(Task):
Restate each entry below word for word, without skipping any.

(Material provided):

Start of Block

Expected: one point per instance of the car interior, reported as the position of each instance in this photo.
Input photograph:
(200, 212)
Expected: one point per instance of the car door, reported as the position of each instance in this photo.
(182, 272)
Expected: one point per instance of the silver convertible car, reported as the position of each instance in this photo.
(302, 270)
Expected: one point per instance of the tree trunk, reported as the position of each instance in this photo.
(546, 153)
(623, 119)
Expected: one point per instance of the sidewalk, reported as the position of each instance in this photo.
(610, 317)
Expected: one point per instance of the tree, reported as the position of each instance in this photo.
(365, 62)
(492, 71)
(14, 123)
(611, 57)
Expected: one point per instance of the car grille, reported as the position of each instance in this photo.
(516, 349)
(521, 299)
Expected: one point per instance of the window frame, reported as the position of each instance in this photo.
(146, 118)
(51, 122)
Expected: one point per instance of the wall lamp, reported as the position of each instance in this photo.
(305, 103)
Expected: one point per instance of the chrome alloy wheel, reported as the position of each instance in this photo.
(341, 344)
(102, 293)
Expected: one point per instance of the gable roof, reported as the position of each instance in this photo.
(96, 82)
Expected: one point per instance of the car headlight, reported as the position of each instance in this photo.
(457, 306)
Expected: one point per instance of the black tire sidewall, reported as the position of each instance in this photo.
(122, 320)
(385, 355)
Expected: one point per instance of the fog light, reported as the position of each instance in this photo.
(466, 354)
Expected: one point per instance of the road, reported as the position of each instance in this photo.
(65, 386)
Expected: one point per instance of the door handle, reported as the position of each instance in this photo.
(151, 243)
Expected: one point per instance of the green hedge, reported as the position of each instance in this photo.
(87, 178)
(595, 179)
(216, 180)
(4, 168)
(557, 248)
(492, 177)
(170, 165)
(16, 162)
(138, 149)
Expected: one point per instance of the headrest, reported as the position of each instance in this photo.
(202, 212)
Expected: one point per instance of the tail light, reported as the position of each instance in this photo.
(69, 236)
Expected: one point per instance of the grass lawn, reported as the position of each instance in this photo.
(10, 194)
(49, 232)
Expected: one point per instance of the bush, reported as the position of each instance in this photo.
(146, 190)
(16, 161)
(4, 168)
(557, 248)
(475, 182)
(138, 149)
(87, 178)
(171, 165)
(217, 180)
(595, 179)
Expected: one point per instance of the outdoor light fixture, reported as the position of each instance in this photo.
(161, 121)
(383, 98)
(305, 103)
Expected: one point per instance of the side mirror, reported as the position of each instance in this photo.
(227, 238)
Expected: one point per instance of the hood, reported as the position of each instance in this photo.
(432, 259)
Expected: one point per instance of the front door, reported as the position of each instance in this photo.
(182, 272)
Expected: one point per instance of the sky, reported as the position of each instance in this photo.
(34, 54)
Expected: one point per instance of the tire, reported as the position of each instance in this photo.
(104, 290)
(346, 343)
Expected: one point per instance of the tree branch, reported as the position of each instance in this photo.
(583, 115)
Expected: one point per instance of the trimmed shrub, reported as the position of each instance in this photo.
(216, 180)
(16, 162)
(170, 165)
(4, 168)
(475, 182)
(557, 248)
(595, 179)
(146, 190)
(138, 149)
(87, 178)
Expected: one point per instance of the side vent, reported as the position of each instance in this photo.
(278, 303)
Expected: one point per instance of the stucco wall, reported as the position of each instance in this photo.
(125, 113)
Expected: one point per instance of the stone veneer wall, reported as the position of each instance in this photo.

End of Block

(Completed task):
Expected: one point per instance of the car interior, reported as the position of each instance in this photo.
Input photograph:
(200, 212)
Expected: one point per instance of the car door, reported as the position of each instance in this photo.
(182, 272)
Expected: one point per instance of the silver convertible car, reported as the position of each instance in this photo.
(302, 270)
Expected: one point per instance of the tree trunk, reported as the position of each instance in this photo.
(546, 153)
(623, 119)
Expected: one point per instance of the sidewalk, reported as the position of each instance in this photo.
(610, 317)
Expected: one point per instance of the tree, reported as the position of each instance in this photo.
(365, 62)
(492, 71)
(14, 123)
(611, 57)
Expected: one point per instance of the car grille, reported as the position of each instance in this photo.
(516, 349)
(521, 299)
Expected: one point per instance of the window frame, reported as the position of each instance in this photo.
(146, 118)
(51, 122)
Expected: one point per instance of the wall lamp, reported as the position of each instance in this photo.
(305, 103)
Expected: one point per instance of the chrome alloy wheel, reported as the position of each instance in this photo.
(341, 344)
(102, 293)
Expected: one point per instance of the gable roof, reported as the position of each instance in this photo.
(96, 82)
Expected: one point per instance of the car headlight, reported as the position of each instance in this photo.
(457, 306)
Expected: one point per instance of the black tire sidewall, reported as the position of each instance in this photo.
(122, 320)
(385, 355)
Expected: one point per instance of the fog light, reported as the position of each instance in this photo.
(466, 354)
Expected: one point per instance of the road, reported as the position of each instance in this photo.
(65, 386)
Expected: one point per instance of the door handle, reported as the position of each instance in this photo.
(151, 243)
Expected: one point per instance of the green hedge, reported as the position of each instance in this photo.
(87, 178)
(595, 179)
(216, 180)
(4, 168)
(557, 248)
(492, 177)
(170, 165)
(16, 162)
(138, 149)
Expected: one point per instance of the headrest, reported as the position of each instance in this photo.
(202, 212)
Expected: one point per instance of the tail light, reported as the position of each instance in this photo.
(69, 236)
Expected: one point per instance of the grass lawn, reported as the position of each instance in this photo.
(10, 194)
(49, 232)
Expected: one point per instance of the bush, reported as the position of each instance in this photo.
(146, 190)
(16, 161)
(4, 168)
(557, 248)
(475, 182)
(138, 149)
(87, 178)
(171, 165)
(217, 180)
(595, 179)
Expected: one point per instance of the outdoor light fixture, reported as the position of each instance in this photo.
(161, 121)
(383, 98)
(305, 103)
Expected: one point per instance of the side mirror, reported as the position of each instance in this photo.
(227, 238)
Expected: one point per instance of the hood, reported as the position of each instance in this photo.
(432, 259)
Expected: one point per instance of the front door, reported as the position of each instance in this photo.
(182, 272)
Expected: one point per instance of the sky, reported as the position of each instance in this photo.
(34, 54)
Expected: one point per instance of the tire, reported as the position of each instance in this photo.
(104, 290)
(346, 343)
Expected: one point per instance of the tree branch, reported as the position of each instance in this photo.
(583, 115)
Expected: one point per instance of the trimmed shrub, reported as the position of each instance in this photo.
(216, 180)
(16, 162)
(170, 165)
(4, 168)
(475, 182)
(557, 248)
(595, 179)
(146, 190)
(138, 149)
(87, 178)
Expected: one point per instance of the side vent, reported as the position of each instance in this photo.
(278, 303)
Expected: one point per instance of the stucco wall, reported as the position of each instance in this photo.
(125, 113)
Expected: one point per instance of the stone veneer wall, reported as the position of each instance in this photo.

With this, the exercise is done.